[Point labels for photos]
########################################
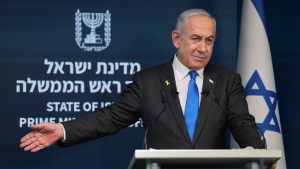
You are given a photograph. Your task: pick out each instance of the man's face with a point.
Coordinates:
(196, 46)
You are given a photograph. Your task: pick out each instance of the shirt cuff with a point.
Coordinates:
(64, 136)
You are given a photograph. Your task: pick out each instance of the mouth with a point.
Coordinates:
(199, 57)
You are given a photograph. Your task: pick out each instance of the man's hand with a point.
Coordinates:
(273, 166)
(42, 136)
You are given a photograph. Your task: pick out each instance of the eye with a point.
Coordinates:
(209, 41)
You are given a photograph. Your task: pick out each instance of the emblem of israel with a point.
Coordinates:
(93, 41)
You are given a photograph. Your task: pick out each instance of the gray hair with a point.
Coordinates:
(184, 16)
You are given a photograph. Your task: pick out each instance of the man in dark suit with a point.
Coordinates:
########################################
**WRITTEN REQUEST:** Rewrite the listing as a JSON list of strings, one string per line, skipping blank lines and leaving out the pictures.

**SOLUTION BELOW:**
[
  "You are given a photograph. Your task: pick out each instance of the man's face with a point.",
  "Coordinates:",
  "(196, 46)",
  "You are given a photograph. Your task: pick out each instance of the shirt cuff with a point.",
  "Coordinates:",
  "(64, 136)",
  "You are given a photograph. Your task: pick out each instance of the mouth with a point.",
  "Coordinates:",
  "(199, 57)",
  "You are given a photograph. Your task: pick out each instance of the man's hand with a point.",
  "Coordinates:",
  "(273, 166)",
  "(42, 136)",
  "You are given a photograph. Your task: pick out each instance of the eye with a point.",
  "Coordinates:",
  "(209, 41)",
  "You are given a photograph. Your task: pick out each instance of the emblem of israel with a point.",
  "Coordinates:",
  "(93, 41)",
  "You are given a photograph. Your task: pick out each instance of the gray hair with a point.",
  "Coordinates:",
  "(184, 16)",
  "You are given a photograph. Your task: pick out each instance of the man in dark suit with a point.",
  "Coordinates:"
]